◆ PASSAGE SHOWN ◆
-- Opening Marker --

Horses, Goats, Rabbits, & More: Our Furry Therapeutic Family at Asheville Academy

At Asheville Academy, our therapeutic team is made up of expert clinicians, caring staff, experienced teachers, and some other unexpected helpers: animals. Think about the calm that washes over you as you come home to the love and affection of your pet–that feeling is precisely why we have so many on-campus.
As the barn manager, I know our animals have a real impact on our girls at Asheville Academy. They bring an extra spice to the therapeutic process that people just can’t provide.

A campus covered in animals

It’s hard to move around our beautiful campus without seeing some sort of animal. From guinea pigs to rabbits to kittens to chickens to dogs to baby goats to a pot belly pig named Ruby Sue–we definitely have somewhat of a therapeutic zoo right on-campus.

For our equine program, we have full sized horses, a miniature horse, and a miniature donkey. All of these critters are used safely and purposefully to benefit the therapeutic process.

How our animals help our girls

All of our animals have a purpose in the therapeutic process. Animals are certainly different than humans, but they have the ability to teach young minds certain skills and lessons about self-regulation, boundaries, relationships, and more.

We have animal therapy groups that each meet once a week. The groups are made up of a therapist, myself, and a group of girls. Every week, there’s a different topic to focus on, such as setting boundaries.
For example, we often use our baby goats as a way to help our girls understand healthy boundaries. Baby goats have tendency to get hyper, nibble on your clothes, and climb all over you. Our girls practice how to form boundaries with the goats in an assertive way. We discuss the differences between passive, assertive, and aggressive communication while interacting with the goats.

Other animals that are great with giving instant feedback are bunnies. Obviously, our girls love to hold the bunnies–who doesn’t? But the thing with bunnies is that they’re sensitive to your energy. They pick up on whether your heart rate is too high or breathing is too fast and it makes them nervous. So, in order to interact with the bunnies, our girls have to regulate themselves through deep breathing and other techniques.

-- Closing Marker --

From the sentence in the Asheville Academy article above that begins "From guinea pigs to rabbits," list every kind of animal it names.

◆ SUPPLIED DATA ◆
-- Opening Marker --

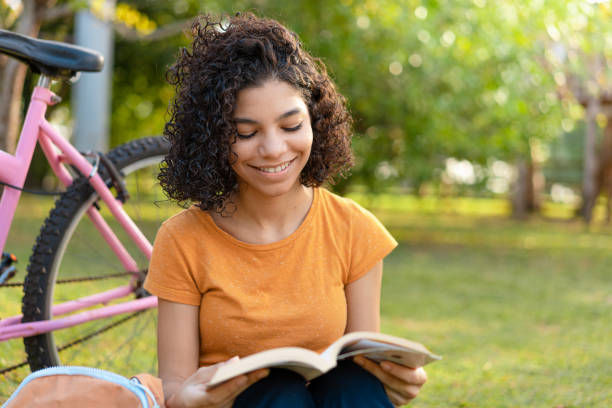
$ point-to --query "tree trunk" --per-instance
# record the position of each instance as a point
(13, 74)
(590, 188)
(604, 171)
(528, 187)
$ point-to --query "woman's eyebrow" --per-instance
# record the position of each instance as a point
(291, 112)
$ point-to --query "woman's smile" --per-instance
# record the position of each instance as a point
(275, 169)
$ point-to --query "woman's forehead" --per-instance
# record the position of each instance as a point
(272, 99)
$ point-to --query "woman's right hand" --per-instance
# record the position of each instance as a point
(194, 392)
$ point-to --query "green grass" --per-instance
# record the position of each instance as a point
(520, 311)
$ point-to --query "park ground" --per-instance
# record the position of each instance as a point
(519, 310)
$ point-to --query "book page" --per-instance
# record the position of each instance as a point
(304, 362)
(379, 347)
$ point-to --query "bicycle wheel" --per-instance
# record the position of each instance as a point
(70, 260)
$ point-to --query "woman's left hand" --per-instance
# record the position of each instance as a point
(401, 383)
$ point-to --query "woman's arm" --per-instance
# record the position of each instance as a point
(402, 384)
(363, 301)
(178, 345)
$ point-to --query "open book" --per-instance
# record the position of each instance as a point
(375, 346)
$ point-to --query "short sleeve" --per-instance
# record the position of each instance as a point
(370, 243)
(170, 276)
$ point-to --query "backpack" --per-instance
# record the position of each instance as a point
(77, 387)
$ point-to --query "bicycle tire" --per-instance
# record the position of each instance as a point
(64, 237)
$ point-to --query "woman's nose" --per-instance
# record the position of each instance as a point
(272, 144)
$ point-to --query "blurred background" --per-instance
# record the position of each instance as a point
(483, 139)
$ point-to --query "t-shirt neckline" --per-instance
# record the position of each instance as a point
(272, 245)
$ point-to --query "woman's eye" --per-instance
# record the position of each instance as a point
(245, 136)
(295, 128)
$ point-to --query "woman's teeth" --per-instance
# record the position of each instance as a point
(274, 169)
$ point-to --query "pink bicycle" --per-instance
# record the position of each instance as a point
(83, 287)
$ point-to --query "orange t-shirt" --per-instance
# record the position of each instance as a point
(254, 297)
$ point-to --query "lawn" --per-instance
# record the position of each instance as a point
(520, 311)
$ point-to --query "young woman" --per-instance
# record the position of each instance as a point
(265, 257)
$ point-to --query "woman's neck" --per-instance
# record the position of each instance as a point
(260, 219)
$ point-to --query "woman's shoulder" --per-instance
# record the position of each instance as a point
(185, 221)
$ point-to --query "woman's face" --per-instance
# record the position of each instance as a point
(274, 138)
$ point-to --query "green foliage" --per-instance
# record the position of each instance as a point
(425, 80)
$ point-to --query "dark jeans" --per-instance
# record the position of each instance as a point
(346, 386)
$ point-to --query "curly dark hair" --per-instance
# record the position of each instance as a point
(225, 58)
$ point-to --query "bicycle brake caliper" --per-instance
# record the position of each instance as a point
(7, 269)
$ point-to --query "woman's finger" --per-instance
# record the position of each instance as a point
(395, 398)
(230, 389)
(384, 377)
(416, 376)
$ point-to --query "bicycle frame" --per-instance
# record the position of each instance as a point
(59, 153)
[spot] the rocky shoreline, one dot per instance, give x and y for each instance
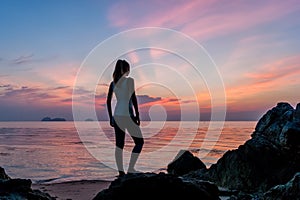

-- Closing Marker --

◆ ANSWER TO THE EXERCISE ◆
- Guinea pigs
- Rabbits
- Kittens
- Chickens
- Dogs
- Baby goats
- A pot belly pig (named Ruby Sue)